§ Source text
-*-*-
For the UK and Norway, the North Sea offshore oil and gas basin has been an economic golden goose for decades, with combined total production of more than 80 billion barrels of oil equivalent (boe) to date. But the conversation between North Sea operators, national regulators and industry experts in recent years has been consumed by a trend for declining production efficiency, lost revenues and questions over the long-term sustainability of oil and gas operations as costs continue to rise in one of the world's most mature offshore regions. Every year, it seems, the North Sea's golden eggs become more and more expensive to produce.
A 2014 report published by consulting firm McKinsey & Company cited data from the UK Department of Energy and Climate Change showing that production efficiency on the UK Continental Shelf (UKCS) had declined from 81% in 2004 to 60% in 2012. The firm's own research pointed to an asset production efficiency drop of 1% a year since 2004, with efficiency levels falling to record lows on both the UKCS and the Norwegian Continental Shelf (NCS). Tension caused by this efficiency decline has been exacerbated by an oil price that has plunged by 75% over the past 18 months.
"This deterioration in asset production efficiency has cost the North Sea upstream industry over 900 million boe of production and $60bn in revenues since 2005," the study notes. "But we believe that this trend can be reversed."
McKinsey's belief is clearly reinforced by state authorities and industry bodies on both sides of the North Sea, which have been proactively discussing various means to improve the situation, including tweaks to tax regimes and fostering a more collaborative environment between operators, as exemplified by the UK's Production Efficiency Task Force.
The offshore maintenance challenge
While production efficiency could undoubtedly benefit from these sorts of high-level interventions, in the rough waters at the upstream end of the North Sea supply chain, the work required to maintain the effectiveness of ageing platforms - many of which have been operating far longer than their original design life - is key. This is especially true in the challenging conditions found in many parts of the North Sea.
"The weather conditions can be very difficult at times," says Craig Wiggins, head of UK maintenance, modifications and operations for oilfield services company Aker Solutions, which recently secured a five-year contract to conduct maintenance and modifications for all of BP's operations offshore Norway. "Poor weather often disrupts travel and causes logistical challenges as well as increasing HSE risks. These are all manageable, but it certainly adds to the complexity. In addition, the harshness of the weather often takes its toll on our customers' equipment, reducing reliability and increasing maintenance frequency."
The cost of maintaining safe operations under such conditions represents the lion's share of rising costs and declining efficiency. On the UKCS, data shows that plant failure and unplanned shutdowns account for nearly half of overall losses, with planned maintenance shutdowns representing another 25% of losses.
"Equipment breakdowns and maintenance interventions - both planned and unplanned - cost the industry dearly," the McKinsey study concludes.
The difference smart maintenance makes
In an editorial summarising Oil & Gas UK's annual conference in June 2015, the industry association's chief executive Deirdre Michie left no doubt about the vital role played by maintenance standards and practices in the production efficiency crisis.
-*-*-
§ Supplied data
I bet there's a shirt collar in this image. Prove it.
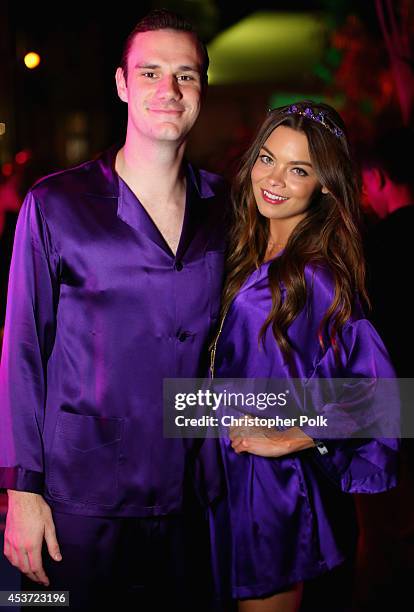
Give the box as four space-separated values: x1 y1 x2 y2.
-*-*-
§ Task list
A) List every company the North Sea text names.
B) Repeat the North Sea text between "The cost of" and "McKinsey study concludes.", inclusive.
C) Summarize the North Sea text in two sentences.

§ Expected outputs
A) McKinsey & Company, Aker Solutions, BP

B)
The cost of maintaining safe operations under such conditions represents the lion's share of rising costs and declining efficiency. On the UKCS, data shows that plant failure and unplanned shutdowns account for nearly half of overall losses, with planned maintenance shutdowns representing another 25% of losses.
"Equipment breakdowns and maintenance interventions - both planned and unplanned - cost the industry dearly," the McKinsey study concludes.

C) Production efficiency in the North Sea, a basin that has yielded more than 80 billion boe for the UK and Norway, has declined for years, and a McKinsey study estimates the decline has cost over 900 million boe and $60bn in revenues since 2005. Maintaining ageing platforms in harsh weather is key to reversing the trend, because plant failure, unplanned shutdowns and planned maintenance shutdowns account for most of the losses on the UKCS.